Return each line in the records below that contains the string "field", copied without changes. Matching is case-sensitive.

(Source data)
-------
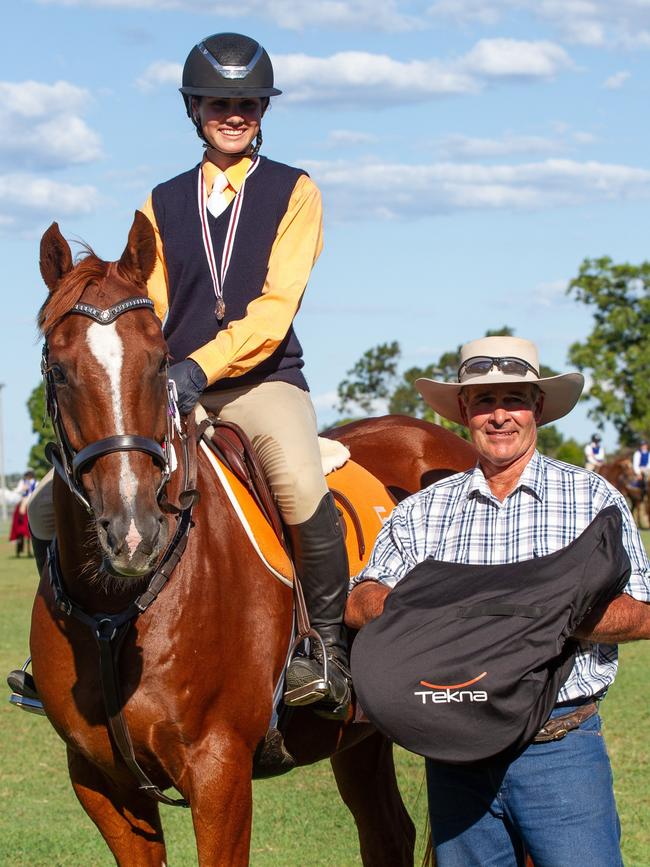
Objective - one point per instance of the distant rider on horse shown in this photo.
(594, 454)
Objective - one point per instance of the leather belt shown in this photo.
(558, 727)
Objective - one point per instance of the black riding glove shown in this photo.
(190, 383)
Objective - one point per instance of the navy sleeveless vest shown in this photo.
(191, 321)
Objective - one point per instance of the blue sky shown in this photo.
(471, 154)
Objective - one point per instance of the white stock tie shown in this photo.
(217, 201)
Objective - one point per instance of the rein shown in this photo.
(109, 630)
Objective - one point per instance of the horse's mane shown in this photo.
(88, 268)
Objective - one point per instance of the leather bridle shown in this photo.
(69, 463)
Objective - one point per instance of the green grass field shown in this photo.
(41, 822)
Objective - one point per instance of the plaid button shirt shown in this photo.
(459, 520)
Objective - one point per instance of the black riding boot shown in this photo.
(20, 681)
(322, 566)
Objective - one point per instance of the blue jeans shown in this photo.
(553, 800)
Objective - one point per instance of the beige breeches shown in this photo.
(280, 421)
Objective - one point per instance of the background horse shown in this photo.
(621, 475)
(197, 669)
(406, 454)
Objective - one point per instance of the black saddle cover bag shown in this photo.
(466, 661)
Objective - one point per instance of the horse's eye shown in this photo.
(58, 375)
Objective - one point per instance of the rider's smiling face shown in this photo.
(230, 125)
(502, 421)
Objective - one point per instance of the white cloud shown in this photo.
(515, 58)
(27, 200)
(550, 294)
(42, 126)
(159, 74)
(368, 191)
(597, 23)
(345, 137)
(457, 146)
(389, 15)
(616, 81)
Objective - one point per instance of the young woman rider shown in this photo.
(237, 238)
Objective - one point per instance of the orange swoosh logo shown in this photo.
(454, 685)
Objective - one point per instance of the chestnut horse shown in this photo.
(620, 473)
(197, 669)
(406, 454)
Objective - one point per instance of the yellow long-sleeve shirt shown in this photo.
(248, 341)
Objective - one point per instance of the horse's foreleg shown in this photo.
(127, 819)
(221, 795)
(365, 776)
-------
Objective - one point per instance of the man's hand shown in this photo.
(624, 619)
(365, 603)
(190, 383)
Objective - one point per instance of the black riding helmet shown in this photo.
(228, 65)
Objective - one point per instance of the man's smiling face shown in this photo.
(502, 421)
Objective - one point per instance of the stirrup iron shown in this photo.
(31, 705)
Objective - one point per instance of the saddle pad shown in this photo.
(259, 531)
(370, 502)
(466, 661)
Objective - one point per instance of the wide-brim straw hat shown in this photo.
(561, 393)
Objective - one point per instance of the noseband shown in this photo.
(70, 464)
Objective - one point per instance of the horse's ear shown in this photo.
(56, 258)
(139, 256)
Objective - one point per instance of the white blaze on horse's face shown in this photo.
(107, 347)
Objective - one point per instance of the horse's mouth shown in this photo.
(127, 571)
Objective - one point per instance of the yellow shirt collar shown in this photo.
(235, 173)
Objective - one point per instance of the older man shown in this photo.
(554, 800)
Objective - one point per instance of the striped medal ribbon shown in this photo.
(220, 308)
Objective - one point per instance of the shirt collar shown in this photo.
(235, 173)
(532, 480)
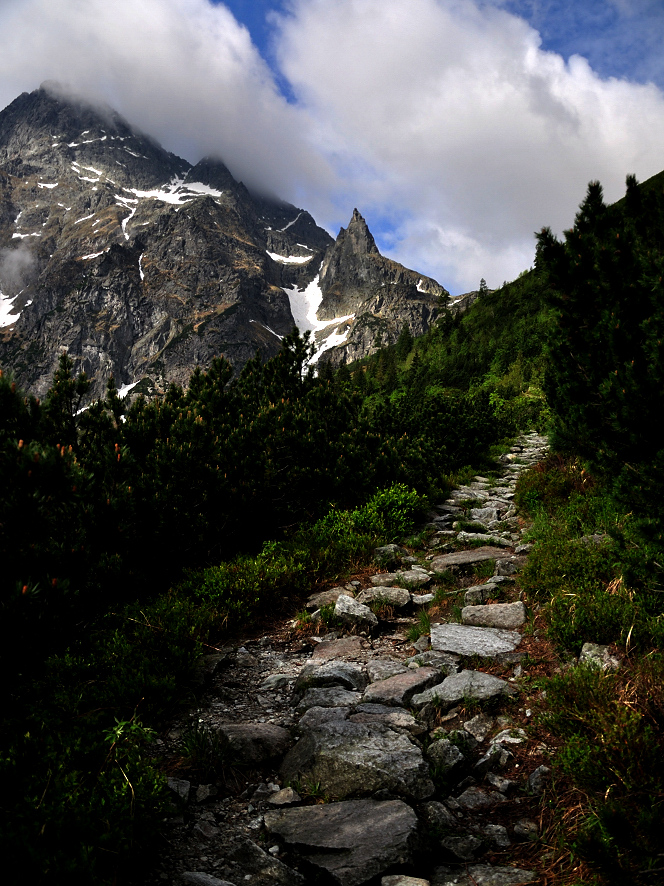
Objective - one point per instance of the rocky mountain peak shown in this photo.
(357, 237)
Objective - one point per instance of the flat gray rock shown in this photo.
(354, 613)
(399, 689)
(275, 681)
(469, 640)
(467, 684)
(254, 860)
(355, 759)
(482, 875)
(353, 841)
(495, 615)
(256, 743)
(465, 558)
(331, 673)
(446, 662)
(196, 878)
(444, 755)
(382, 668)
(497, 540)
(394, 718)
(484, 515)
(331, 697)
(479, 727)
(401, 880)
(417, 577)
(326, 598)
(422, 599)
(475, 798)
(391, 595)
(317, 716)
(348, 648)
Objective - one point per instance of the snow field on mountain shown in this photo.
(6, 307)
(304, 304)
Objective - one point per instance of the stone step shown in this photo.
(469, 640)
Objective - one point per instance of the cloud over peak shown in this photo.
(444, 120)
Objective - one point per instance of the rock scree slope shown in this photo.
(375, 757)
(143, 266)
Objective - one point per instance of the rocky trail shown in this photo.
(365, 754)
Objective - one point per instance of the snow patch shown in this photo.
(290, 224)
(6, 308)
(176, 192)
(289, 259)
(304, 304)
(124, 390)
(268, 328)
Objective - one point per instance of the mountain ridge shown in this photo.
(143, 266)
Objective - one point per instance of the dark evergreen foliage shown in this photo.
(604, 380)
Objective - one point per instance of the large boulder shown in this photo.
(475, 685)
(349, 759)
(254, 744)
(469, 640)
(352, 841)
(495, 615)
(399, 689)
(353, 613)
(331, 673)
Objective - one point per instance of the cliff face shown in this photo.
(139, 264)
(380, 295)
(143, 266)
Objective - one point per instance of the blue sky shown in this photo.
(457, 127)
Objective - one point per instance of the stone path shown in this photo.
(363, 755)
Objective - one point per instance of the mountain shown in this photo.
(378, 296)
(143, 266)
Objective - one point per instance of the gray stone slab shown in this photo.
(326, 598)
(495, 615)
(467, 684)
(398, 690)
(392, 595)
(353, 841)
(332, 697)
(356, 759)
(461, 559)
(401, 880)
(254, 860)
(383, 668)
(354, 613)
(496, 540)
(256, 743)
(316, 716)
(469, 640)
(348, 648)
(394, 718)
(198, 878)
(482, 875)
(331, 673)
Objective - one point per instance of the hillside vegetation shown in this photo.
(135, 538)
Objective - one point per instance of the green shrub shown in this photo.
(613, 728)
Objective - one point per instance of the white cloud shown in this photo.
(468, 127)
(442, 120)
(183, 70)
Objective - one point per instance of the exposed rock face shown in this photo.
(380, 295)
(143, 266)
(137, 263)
-------
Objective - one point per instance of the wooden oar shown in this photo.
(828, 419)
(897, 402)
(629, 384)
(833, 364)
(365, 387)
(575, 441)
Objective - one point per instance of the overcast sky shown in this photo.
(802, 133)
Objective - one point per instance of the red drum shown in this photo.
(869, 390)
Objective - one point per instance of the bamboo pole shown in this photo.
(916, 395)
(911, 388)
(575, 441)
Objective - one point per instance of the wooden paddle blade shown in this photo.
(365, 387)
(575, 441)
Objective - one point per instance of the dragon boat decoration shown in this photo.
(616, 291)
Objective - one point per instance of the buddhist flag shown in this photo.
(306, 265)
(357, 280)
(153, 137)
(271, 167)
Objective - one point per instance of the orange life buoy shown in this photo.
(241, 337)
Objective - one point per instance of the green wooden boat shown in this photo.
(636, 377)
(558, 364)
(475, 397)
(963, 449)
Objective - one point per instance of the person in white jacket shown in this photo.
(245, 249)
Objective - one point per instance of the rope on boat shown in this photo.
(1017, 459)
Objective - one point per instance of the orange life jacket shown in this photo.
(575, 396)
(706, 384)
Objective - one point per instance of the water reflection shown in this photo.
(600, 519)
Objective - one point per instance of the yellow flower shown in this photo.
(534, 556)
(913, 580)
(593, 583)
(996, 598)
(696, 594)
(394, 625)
-------
RESPONSE>
Objective - one point per instance of the green grass field shown in this photo.
Objective - one point per instance of the snow field on mountain shown in this photo.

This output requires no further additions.